### Work to do
Locate every line in the data below that contains the word "white", and copy each of those lines. Case counts.

### Information given
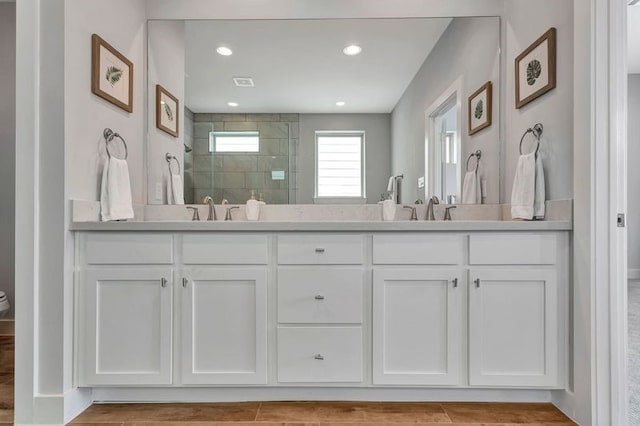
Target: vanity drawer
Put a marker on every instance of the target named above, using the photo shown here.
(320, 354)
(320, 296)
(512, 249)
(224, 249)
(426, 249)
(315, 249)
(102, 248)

--

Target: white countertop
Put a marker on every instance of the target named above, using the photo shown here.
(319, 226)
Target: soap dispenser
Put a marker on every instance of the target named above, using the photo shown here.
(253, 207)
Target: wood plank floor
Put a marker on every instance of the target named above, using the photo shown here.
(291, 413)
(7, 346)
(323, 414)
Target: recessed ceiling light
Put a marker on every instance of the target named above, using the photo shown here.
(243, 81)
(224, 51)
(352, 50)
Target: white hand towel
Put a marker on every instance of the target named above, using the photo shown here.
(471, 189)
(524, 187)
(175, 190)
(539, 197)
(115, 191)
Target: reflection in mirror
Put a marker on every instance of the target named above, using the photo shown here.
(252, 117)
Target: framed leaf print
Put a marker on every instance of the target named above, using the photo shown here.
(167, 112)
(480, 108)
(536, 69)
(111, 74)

### Task output
Target: white countertop
Target: white hand towel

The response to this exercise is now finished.